Comentário à Agenda do Consumidor 2030

Doutrina

No dia 19 de novembro, a Comissão Europeia apresentou a Agenda do Consumidor 2030, um plano estratégico para os próximos cinco anos, que visa reforçar a proteção dos consumidores, promover a competitividade e apoiar o crescimento sustentável no mercado único. Apesar da relevância do tema, esta Agenda suscita algumas questões quanto à sua ambição e orientação estratégica.

Uma Agenda pouco ambiciosa?

À primeira vista, a Agenda não parece particularmente ousada. Não são propostas reformas estruturais significativas ou novos paradigmas regulatórios, optando-se por uma abordagem centrada na revisão e adaptação de legislação existente. O foco está na simplificação das regras e na redução dos encargos administrativos para as empresas, mais do que na criação de um quadro normativo inovador.

Esta opção reflete uma tendência recente do Direito Europeu do Consumo: uma regulação mais pormenorizada, com normas específicas para setores ou práticas concretas, em detrimento de instrumentos gerais e abrangentes.

Competitividade como objetivo central

Outro ponto que merece destaque é a orientação da Agenda para a competitividade das empresas europeias. O documento sublinha repetidamente a necessidade de simplificar normas e reduzir encargos administrativos, de modo a criar um ambiente “claro, justo e previsível” para as empresas. Esta prioridade está alinhada com a lógica da Bússola para a Competitividade e com a estratégia para completar o mercado único.

A ideia é que regras mais simples e a sua aplicação mais eficaz permitam às empresas reduzir os custos de conformidade e aproveitar melhor as oportunidades do mercado interno. A eficácia da legislação europeia em matéria de consumo constitui, assim, também um objetivo da Comissão Europeia.

Proteção dos consumidores vulneráveis e sustentabilidade

Apesar desta orientação geral a favor da competitividade, a Agenda mantém as preocupações mais recentes da política de consumo:

– Proteção dos consumidores mais vulneráveis, com referência expressa e abrangente aos menores;

– Lealdade em ambientes digitais, com destaque para medidas contra a manipulação algorítmica e a publicidade enganosa;

– Consumo sustentável, nomeadamente no que se refere a ecodesign para produtos sustentáveis, direito à reparação e transição verde, com o objetivo de promover produtos duradouros, reparáveis e com menor impacto ambiental.

Itens:

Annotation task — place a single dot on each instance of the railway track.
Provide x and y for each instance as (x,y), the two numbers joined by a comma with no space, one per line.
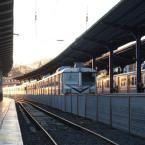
(61,131)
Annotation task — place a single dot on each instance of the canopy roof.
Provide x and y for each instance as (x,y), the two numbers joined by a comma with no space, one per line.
(6,35)
(114,29)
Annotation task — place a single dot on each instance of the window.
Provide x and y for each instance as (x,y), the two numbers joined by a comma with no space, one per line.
(71,78)
(88,78)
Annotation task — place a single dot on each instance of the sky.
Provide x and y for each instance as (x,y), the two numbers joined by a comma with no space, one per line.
(65,20)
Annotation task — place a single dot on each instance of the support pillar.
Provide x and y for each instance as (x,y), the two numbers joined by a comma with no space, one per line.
(138,64)
(111,70)
(1,91)
(93,63)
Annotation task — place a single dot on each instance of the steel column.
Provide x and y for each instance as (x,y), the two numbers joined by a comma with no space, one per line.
(111,70)
(1,91)
(138,64)
(93,63)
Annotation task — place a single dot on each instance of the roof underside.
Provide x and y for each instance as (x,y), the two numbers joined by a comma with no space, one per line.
(6,35)
(111,31)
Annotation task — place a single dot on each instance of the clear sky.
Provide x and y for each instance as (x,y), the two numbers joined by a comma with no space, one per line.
(56,20)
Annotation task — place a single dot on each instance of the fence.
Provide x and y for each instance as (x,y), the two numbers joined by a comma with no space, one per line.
(121,111)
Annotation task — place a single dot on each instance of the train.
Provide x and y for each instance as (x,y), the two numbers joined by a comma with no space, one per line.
(122,83)
(66,80)
(81,80)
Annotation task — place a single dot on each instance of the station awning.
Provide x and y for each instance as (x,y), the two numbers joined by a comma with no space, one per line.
(114,29)
(6,35)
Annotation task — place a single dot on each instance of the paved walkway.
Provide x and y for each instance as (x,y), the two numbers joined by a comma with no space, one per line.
(10,133)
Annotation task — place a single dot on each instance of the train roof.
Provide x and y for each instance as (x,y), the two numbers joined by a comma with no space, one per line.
(81,69)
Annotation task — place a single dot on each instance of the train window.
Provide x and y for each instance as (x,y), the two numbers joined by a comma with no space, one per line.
(133,81)
(88,78)
(123,82)
(71,78)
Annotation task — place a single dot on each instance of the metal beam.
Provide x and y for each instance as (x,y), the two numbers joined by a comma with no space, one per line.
(138,64)
(111,69)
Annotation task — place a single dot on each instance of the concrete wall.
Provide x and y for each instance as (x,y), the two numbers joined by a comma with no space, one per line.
(121,111)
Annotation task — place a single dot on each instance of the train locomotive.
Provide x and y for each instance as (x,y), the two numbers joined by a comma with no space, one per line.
(66,80)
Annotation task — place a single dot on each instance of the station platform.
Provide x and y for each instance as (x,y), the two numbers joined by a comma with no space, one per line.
(10,133)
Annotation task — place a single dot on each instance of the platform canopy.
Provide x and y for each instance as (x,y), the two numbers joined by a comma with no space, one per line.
(116,28)
(6,35)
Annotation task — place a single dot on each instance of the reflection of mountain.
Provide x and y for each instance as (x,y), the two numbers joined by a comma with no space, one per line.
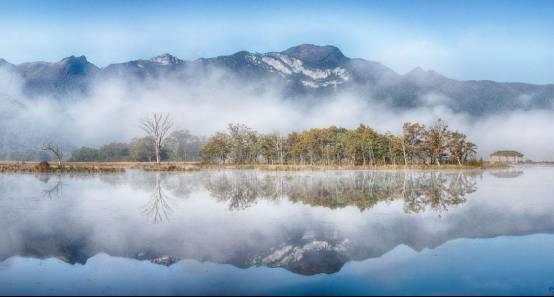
(307,223)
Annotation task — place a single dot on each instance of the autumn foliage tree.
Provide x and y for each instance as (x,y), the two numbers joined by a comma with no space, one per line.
(417,144)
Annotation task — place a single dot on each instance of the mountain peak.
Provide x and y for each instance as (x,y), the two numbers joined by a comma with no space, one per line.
(315,55)
(420,73)
(166,59)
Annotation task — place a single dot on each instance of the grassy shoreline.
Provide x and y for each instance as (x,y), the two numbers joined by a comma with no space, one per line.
(114,167)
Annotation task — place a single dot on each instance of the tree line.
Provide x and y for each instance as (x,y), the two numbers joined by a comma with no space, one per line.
(417,144)
(240,144)
(180,146)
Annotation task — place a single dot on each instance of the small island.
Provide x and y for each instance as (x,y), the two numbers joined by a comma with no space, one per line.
(166,149)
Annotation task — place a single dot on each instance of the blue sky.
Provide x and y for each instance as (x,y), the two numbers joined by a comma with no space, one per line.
(497,40)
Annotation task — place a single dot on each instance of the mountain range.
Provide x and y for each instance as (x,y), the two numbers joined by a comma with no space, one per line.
(304,71)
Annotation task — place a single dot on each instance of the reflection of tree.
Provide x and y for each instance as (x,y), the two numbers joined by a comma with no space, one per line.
(436,191)
(420,191)
(54,191)
(159,205)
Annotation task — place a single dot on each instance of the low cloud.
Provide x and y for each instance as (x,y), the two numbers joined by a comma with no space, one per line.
(113,109)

Instrução dada 1:
Apresente, por favor, sem alterações o trecho do comentário à Agenda do Consumidor 2030 que vai de "À primeira vista, a" até "gerais e abrangentes.".
Instrução dada 2:
Escreva a parte seguinte do comentário à Agenda do Consumidor 2030, a começar logo depois da última frase.
Estas linhas não contam para nada aqui.

Resposta final 1:
À primeira vista, a Agenda não parece particularmente ousada. Não são propostas reformas estruturais significativas ou novos paradigmas regulatórios, optando-se por uma abordagem centrada na revisão e adaptação de legislação existente. O foco está na simplificação das regras e na redução dos encargos administrativos para as empresas, mais do que na criação de um quadro normativo inovador.

Esta opção reflete uma tendência recente do Direito Europeu do Consumo: uma regulação mais pormenorizada, com normas específicas para setores ou práticas concretas, em detrimento de instrumentos gerais e abrangentes.

Resposta final 2:
Estas ações respondem a desafios sociais e ambientais muito relevantes.

Calendário das principais propostas legislativas e iniciativas

Segundo o que aparece indicado na Agenda, podemos prever, para já, seis propostas legislativas neste período, todas em 2026 (v. o Commission Work Programme 2026 para um cronograma mais preciso):

– Regulamentos sobre serviços multimodais de mobilidade digital e reserva e emissão de bilhetes digitais e revisão do Regulamento sobre os direitos dos passageiros ferroviários (1.º trimestre de 2026).

– European Product Act (3.º trimester de 2026).

– Digital Fairness Act (4.º trimestre de 2026).

– Revisão do Regulamento (UE) 2017/2394, do Parlamento Europeu e do Conselho, de 12 de dezembro de 2017, relativo à cooperação entre as autoridades nacionais responsáveis pela aplicação da legislação de proteção dos consumidores (4.º trimestre de 2026).

Admite-se que, de outras iniciativas previstas na Agenda, possa resultar a adoção de mais propostas, tendo em conta os resultados da avaliação feita pela Comissão Europeia.

Outras iniciativas previstas mais palpáveis previstas no diploma são o lançamento da:

– Carteira Europeia de Identidade Digital (4.º trimestre de 2026).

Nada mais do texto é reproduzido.